**** MATERIAL TO PROCESS

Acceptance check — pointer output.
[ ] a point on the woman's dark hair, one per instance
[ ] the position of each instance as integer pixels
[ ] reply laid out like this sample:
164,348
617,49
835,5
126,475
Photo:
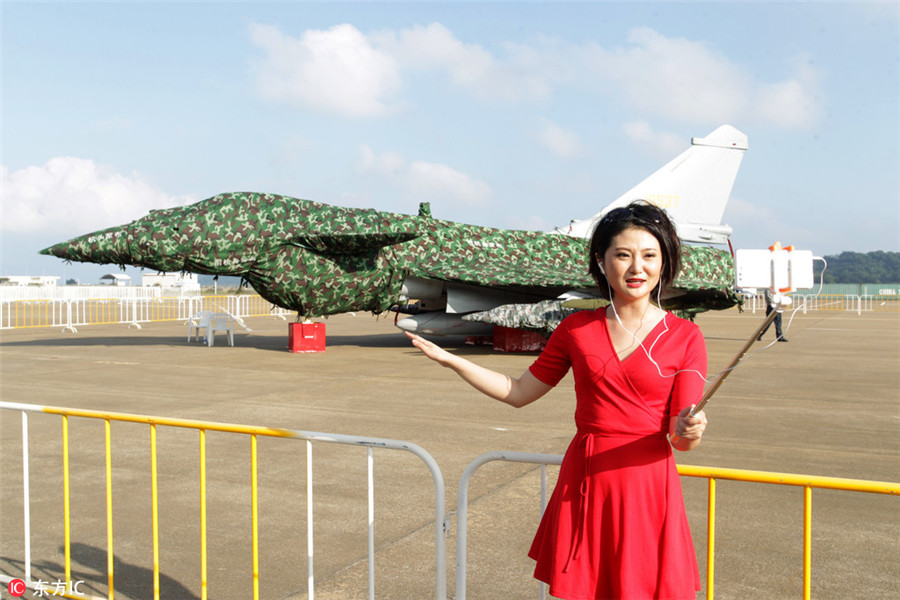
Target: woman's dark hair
636,215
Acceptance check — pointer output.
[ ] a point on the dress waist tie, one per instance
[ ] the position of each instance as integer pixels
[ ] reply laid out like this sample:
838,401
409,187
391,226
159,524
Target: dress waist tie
586,442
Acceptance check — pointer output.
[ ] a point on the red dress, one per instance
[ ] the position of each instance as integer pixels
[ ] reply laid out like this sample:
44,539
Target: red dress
615,526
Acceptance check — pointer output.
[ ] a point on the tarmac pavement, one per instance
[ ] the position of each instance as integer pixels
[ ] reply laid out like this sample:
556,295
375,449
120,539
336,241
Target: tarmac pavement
824,404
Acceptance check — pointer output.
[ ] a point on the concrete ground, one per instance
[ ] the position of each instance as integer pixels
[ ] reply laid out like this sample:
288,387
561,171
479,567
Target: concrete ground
825,404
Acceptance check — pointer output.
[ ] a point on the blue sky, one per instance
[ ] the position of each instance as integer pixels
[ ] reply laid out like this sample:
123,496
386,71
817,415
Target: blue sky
514,115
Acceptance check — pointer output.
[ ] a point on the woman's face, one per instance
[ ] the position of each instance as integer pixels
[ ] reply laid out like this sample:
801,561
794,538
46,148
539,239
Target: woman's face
633,263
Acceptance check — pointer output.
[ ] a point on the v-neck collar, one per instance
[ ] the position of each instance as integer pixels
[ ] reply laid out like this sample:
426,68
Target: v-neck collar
612,347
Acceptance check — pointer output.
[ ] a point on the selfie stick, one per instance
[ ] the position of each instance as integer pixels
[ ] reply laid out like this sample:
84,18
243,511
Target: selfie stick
780,303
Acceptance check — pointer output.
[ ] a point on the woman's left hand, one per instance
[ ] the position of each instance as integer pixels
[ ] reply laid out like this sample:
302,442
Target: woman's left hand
690,427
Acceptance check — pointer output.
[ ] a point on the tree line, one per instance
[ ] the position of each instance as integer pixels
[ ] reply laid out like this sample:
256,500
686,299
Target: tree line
857,267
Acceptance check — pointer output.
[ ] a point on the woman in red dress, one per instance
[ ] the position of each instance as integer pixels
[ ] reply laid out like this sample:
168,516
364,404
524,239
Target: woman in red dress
615,526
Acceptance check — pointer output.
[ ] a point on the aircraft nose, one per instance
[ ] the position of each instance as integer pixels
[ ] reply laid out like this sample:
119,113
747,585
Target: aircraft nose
107,246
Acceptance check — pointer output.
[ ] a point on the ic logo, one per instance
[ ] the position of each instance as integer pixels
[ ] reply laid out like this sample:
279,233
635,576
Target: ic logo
17,588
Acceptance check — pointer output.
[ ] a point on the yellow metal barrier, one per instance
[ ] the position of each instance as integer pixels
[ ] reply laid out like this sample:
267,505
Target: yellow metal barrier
711,473
807,482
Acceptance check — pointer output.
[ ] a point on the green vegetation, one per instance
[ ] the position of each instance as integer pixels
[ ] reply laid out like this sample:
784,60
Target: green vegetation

********

▶ EXERCISE OBJECTIVE
Copy every line of the data that holds the string "vegetation".

▶ ANSWER SPACE
[ ] a point on the green vegetation, one per instance
Target: green vegetation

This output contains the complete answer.